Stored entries

Start of Block

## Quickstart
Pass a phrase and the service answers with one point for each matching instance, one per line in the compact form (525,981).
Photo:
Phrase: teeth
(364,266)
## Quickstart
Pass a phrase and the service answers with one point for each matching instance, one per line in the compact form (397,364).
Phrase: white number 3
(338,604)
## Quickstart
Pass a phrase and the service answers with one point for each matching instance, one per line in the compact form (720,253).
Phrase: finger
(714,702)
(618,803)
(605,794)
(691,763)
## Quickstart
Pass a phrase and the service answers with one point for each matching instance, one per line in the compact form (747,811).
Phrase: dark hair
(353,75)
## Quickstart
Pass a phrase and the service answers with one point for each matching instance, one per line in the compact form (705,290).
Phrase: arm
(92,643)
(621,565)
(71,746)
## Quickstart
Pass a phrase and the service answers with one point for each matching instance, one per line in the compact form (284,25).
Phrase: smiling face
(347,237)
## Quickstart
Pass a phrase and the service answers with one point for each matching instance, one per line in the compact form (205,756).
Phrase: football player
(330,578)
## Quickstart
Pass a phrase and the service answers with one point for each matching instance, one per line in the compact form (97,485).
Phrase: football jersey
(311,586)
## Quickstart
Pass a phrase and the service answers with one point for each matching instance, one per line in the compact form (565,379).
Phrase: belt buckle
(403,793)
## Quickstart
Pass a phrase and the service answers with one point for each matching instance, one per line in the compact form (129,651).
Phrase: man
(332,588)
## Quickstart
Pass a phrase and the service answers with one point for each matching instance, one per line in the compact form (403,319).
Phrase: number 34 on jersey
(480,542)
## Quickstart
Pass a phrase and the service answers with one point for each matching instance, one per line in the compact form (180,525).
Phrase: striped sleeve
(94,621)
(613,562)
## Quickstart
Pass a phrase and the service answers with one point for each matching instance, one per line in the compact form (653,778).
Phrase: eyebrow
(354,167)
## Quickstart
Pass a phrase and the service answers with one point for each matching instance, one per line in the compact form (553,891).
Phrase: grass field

End of Block

Once you have read the data above, print all of it again exactly.

Completed exercise:
## Quickstart
Pass a phrase and the service answers with one point for each matching instance, one per line in the compact form (525,981).
Photo:
Phrase: teeth
(364,266)
## Quickstart
Pass a phrase and the service answers with one point for each matching instance, one per line in the compact form (397,364).
Phrase: white number 3
(338,604)
## Quickstart
Pass a phrase and the service answers with one point for each matching instance, one per line in the compact form (720,253).
Phrase: finger
(714,702)
(618,803)
(605,794)
(691,763)
## Quickstart
Pass a phrase and the service answers with one point for each matching instance, one per line in the compact form (747,811).
Phrase: dark hair
(353,75)
## Quickstart
Pass a phrase and the service answers with one point for each matching instance, one per line in the compact form (705,290).
Phrase: arm
(92,643)
(621,565)
(71,746)
## Quickstart
Pass a phrase and the service answers with one point for each matching instance, one per line in the compact form (284,25).
Phrase: smiling face
(347,237)
## Quickstart
Pass a phrase and the service answers with one point for each matching instance, one per line in the compact form (205,756).
Phrase: football player
(330,578)
## Quickstart
Pass a phrase and the service answers with one point for each matching instance, one per line in the compact form (97,485).
Phrase: football jersey
(311,586)
## Quickstart
Pass a phrase and the service answers with one point for each matching instance, one per line in the compact form (565,379).
Phrase: belt buckle
(403,793)
## Quickstart
Pass a phrase and the service answers with one point for each matching instance, one per line in the compact form (129,651).
Phrase: man
(332,588)
## Quickstart
Pass a phrase and the service answers with one point for each matching instance, one per line in the compact form (403,319).
Phrase: number 34 on jersey
(480,542)
## Quickstart
Pass a phrase and the service answers with one point for each matching instance, one per line in the compact form (180,525).
Phrase: striped sleeve
(94,621)
(613,562)
## Quickstart
Pass a phrase and the service answers with one point for each matching instance, one per line in the compact form (653,778).
Phrase: eyebrow
(354,167)
## Quickstart
Pass a phrase and the service answers with one point for each matching instance, one per line in the compact form (553,891).
Phrase: grass field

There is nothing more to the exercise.